> _MATERIAL FOR THE TASK_
::::

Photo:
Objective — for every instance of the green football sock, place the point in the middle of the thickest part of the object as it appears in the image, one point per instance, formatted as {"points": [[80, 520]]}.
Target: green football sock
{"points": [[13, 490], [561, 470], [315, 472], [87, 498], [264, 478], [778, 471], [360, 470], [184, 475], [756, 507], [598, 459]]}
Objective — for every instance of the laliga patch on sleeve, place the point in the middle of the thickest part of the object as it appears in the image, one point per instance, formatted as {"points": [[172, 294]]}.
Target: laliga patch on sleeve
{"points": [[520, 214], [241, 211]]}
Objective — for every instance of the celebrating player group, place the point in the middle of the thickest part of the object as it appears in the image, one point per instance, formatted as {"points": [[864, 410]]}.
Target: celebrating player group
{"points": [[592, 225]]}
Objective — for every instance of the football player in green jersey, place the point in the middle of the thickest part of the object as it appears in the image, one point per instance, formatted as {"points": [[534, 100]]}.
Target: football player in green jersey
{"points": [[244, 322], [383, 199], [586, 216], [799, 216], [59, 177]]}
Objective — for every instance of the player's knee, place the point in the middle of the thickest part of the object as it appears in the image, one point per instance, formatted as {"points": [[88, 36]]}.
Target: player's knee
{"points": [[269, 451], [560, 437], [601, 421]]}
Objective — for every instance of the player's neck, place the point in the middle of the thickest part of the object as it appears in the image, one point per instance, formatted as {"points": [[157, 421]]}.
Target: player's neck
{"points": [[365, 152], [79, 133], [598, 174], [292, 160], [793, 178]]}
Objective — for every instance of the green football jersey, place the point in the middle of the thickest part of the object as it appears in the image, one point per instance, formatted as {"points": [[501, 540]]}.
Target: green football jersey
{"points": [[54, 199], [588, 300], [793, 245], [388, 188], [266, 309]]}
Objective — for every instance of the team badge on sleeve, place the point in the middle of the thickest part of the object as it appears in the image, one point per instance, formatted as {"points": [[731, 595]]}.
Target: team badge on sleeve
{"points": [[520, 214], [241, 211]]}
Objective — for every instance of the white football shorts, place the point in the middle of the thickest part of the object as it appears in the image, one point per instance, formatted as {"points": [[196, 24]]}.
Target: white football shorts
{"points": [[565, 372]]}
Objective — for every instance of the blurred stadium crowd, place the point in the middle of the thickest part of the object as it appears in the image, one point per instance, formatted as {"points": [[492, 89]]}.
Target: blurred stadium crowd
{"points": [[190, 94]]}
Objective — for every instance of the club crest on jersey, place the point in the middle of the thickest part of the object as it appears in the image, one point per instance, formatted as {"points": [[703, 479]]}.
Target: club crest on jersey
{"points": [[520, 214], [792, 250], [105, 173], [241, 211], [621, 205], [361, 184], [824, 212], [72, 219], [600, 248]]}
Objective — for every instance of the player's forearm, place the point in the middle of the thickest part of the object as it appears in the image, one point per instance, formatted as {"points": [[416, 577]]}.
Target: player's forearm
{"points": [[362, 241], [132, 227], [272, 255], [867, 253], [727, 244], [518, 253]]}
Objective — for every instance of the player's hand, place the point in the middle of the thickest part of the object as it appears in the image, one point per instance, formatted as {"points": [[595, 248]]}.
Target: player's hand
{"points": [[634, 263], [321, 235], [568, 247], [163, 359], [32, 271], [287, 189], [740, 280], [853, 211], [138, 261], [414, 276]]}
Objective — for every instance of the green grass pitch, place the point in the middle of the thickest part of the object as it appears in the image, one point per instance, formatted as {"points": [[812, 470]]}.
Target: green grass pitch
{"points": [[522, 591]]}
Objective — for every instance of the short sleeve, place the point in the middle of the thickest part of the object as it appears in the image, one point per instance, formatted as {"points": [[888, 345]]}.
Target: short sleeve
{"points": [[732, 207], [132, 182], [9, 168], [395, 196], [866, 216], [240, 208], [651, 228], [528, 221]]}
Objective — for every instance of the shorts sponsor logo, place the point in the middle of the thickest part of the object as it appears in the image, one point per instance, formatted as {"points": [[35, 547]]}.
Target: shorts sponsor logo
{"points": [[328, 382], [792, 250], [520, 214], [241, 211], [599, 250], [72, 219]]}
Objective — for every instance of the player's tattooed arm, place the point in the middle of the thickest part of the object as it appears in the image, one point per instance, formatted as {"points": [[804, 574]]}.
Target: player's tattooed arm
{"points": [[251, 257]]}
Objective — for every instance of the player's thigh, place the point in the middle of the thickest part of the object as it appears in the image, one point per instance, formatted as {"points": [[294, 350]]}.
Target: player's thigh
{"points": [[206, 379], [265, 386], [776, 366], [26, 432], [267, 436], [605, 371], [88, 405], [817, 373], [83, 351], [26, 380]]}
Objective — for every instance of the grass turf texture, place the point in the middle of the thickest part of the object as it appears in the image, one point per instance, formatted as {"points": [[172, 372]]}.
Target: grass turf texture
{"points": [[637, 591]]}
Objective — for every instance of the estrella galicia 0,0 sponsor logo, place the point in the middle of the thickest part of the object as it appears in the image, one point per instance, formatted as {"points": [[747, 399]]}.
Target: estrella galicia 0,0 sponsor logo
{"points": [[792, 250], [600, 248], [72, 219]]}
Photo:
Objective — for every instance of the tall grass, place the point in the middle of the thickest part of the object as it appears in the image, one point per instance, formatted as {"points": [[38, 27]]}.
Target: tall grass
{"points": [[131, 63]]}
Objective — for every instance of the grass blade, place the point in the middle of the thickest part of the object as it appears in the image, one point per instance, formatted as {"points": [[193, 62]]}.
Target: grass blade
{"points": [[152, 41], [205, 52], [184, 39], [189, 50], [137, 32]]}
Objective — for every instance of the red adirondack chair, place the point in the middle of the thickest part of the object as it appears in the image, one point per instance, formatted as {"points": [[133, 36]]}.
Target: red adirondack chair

::::

Go through the entries above and report each line with the string "adirondack" in it.

> _RESPONSE TO THE EXERCISE_
Objective — for every instance of the red adirondack chair, place the point in the middle of the thickest part of the object as it appears in the image, one point per instance, formatted as {"points": [[133, 36]]}.
Target: red adirondack chair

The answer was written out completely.